=== ABOUT THIS TASK ===
Show each line of the records in which the word "distant" occurs.

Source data
........

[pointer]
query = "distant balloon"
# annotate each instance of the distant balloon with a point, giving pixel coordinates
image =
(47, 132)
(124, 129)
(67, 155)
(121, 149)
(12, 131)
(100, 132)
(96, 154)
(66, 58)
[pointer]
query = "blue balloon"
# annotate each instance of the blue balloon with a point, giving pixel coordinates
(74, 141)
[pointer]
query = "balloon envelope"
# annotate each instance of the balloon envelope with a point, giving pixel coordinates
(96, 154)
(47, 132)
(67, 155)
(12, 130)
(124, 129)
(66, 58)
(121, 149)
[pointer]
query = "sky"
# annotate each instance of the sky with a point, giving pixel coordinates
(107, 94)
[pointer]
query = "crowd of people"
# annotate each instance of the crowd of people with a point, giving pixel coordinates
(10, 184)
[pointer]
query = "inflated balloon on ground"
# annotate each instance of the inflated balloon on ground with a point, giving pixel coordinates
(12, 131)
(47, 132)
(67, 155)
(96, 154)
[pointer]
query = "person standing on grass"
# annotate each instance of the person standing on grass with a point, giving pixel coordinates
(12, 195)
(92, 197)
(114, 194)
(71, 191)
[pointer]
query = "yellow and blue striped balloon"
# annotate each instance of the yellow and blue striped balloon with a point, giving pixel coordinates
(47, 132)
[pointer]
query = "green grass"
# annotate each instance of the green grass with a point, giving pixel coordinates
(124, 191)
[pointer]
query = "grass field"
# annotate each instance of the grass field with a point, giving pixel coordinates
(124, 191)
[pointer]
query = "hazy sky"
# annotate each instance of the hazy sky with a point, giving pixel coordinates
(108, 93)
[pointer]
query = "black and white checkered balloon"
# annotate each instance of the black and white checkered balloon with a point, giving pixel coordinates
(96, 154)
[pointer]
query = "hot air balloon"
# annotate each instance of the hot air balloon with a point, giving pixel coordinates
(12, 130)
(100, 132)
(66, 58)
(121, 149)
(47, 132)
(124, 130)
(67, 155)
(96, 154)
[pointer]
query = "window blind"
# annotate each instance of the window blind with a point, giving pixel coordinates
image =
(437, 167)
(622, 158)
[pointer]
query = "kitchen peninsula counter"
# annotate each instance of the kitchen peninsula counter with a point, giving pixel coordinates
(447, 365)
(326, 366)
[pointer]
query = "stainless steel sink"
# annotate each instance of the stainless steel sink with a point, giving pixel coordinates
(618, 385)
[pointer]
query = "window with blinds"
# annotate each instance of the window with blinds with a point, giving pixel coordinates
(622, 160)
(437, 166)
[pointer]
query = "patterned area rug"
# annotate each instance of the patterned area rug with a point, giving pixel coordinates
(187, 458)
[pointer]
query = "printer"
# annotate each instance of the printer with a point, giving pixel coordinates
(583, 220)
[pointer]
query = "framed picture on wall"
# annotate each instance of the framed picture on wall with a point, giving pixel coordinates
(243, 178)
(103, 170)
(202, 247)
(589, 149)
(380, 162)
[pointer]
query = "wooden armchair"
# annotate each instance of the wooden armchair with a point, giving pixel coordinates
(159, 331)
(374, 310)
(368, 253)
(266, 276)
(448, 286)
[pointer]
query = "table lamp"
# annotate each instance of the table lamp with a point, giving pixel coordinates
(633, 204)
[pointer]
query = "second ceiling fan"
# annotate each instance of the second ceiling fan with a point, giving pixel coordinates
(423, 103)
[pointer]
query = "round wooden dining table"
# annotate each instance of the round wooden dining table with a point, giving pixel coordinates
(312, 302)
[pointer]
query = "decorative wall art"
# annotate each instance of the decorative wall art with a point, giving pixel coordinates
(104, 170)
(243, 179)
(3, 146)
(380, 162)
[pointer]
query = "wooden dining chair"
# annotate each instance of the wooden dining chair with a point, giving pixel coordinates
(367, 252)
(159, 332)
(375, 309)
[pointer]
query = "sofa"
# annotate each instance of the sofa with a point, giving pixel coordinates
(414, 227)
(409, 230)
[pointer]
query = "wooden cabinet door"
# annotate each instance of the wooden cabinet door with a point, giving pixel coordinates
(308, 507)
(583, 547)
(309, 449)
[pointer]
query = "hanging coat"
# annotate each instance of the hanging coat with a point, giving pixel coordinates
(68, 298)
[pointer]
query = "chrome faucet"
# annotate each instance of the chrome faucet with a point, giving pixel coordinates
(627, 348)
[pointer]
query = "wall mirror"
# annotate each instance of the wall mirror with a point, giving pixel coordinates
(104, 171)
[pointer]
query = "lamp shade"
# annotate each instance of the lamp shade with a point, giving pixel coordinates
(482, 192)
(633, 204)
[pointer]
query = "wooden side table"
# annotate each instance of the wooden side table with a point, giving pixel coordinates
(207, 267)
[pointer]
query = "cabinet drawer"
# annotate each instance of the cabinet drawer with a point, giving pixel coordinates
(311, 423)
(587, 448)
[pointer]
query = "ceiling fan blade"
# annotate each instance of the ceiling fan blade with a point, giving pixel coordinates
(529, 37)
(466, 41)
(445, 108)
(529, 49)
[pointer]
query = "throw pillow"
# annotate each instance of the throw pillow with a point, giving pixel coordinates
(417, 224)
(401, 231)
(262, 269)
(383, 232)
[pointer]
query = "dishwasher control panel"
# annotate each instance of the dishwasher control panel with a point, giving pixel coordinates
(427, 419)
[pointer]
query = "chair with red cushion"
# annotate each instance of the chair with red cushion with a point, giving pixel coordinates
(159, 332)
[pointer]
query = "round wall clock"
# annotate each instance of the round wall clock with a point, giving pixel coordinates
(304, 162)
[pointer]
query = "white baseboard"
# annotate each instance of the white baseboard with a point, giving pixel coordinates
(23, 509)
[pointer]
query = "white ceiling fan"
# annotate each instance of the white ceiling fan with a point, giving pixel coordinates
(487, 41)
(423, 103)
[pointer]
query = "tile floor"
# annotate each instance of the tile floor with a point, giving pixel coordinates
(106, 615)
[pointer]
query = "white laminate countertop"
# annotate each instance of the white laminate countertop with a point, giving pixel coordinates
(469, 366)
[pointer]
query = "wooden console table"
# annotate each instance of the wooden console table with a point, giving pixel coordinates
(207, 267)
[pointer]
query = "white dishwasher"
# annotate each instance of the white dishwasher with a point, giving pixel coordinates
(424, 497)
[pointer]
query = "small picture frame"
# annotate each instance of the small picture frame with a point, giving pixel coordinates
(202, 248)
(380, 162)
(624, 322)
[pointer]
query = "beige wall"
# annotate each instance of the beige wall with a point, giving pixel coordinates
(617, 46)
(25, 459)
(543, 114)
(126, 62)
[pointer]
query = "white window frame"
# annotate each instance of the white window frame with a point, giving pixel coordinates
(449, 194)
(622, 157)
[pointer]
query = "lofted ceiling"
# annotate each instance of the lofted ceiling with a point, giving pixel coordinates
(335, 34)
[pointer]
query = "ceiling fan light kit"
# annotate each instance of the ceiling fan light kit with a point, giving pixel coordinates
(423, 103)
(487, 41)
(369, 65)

........

=== OUTPUT OF THE EXERCISE ===
query = "distant balloon"
# annotate each instance of the distant balloon with a point, giving pixel coordinates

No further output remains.